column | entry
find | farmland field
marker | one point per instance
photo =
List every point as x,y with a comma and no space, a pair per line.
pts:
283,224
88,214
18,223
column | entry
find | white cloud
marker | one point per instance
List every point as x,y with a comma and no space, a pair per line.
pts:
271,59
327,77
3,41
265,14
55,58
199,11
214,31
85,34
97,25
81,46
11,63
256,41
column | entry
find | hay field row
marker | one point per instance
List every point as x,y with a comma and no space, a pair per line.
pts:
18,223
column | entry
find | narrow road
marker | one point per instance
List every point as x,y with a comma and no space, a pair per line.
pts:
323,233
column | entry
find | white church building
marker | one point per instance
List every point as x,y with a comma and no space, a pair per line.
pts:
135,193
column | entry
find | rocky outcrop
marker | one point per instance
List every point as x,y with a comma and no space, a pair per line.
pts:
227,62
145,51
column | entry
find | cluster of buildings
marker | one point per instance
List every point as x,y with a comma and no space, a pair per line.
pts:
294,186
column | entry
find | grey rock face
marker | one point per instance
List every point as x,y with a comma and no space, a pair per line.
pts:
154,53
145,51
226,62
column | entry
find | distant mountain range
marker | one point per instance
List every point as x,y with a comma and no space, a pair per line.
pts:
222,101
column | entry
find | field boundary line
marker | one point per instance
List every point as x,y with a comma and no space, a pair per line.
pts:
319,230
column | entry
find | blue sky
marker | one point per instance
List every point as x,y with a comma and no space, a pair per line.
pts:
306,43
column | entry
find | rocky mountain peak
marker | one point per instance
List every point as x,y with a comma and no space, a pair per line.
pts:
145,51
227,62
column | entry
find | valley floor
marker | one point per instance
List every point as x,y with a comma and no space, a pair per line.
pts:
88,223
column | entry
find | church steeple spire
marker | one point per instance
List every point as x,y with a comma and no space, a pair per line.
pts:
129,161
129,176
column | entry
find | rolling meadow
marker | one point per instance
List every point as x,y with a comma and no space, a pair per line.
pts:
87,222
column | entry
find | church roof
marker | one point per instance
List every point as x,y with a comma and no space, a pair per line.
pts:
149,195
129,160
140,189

-----

* **Direction**
Repeat the data exactly. Leave nothing out.

* **Response to the exercise**
column | entry
find | farmland field
marker | one point per instance
photo =
List every point as x,y with a comma and no space, a pair per line.
pts:
283,224
88,214
18,223
column | entry
find | white cloud
marker | one point per instance
List every point as x,y with a comma and no space, a pair per line.
pts:
271,59
327,77
3,41
265,14
55,58
199,11
214,31
85,34
97,25
81,46
11,63
256,41
column | entry
find | hay field row
marker | one point per instance
List every point as x,y with a comma and no space, a pair per line.
pts:
18,223
column | entry
find | narrow road
marker | one point per instance
List every point as x,y with a comma and no space, a pair per line.
pts:
323,233
column | entry
find | white church building
marker | one point per instance
List every point as x,y with a comma and no space, a pair per line.
pts:
135,193
column | entry
find | rocky outcrop
marker | one point per instance
List every point as x,y with a comma and no space, a pair per line.
pts:
227,62
145,51
column | entry
find | cluster of buildings
marker | one point per instance
List every point as x,y with a comma and no space, a pair per line.
pts:
294,186
column | entry
find | grey rock face
marker | one point per instance
List every point as x,y with a comma and no space, a pair per line.
pts:
154,53
145,51
226,62
column | entry
find | distant mountain range
marker | one point per instance
List every point as x,y with a comma and no space, a pair per line.
pts:
222,101
column | entry
find | field boundary line
marker | one point per instance
List every point as x,y with a comma and no space, a pair per line.
pts:
319,230
column | entry
find | blue sky
marker | one point per instance
List every point as x,y with a comma and no space, a pair per line.
pts:
306,43
column | entry
find | rocky mountain peak
marker | one point per instance
List every point as x,y with a comma and no space, a pair per line.
pts:
145,51
227,62
column | entry
find | valley floor
marker | one point per instance
List every point as x,y with a comma and no space, a pair per line.
pts:
88,223
column | entry
find | church steeple spire
marker | one point per instance
List every point as x,y with a comma and no space, a pair per line.
pts:
129,161
129,176
column | entry
find | rolling meadow
marker | one point per instance
List every point as x,y with a comma and no space, a pair per line.
pts:
87,222
column | entry
find | church roof
marker | one point per instance
List every point as x,y with a comma and no space, a pair per line.
pts:
149,195
129,160
140,189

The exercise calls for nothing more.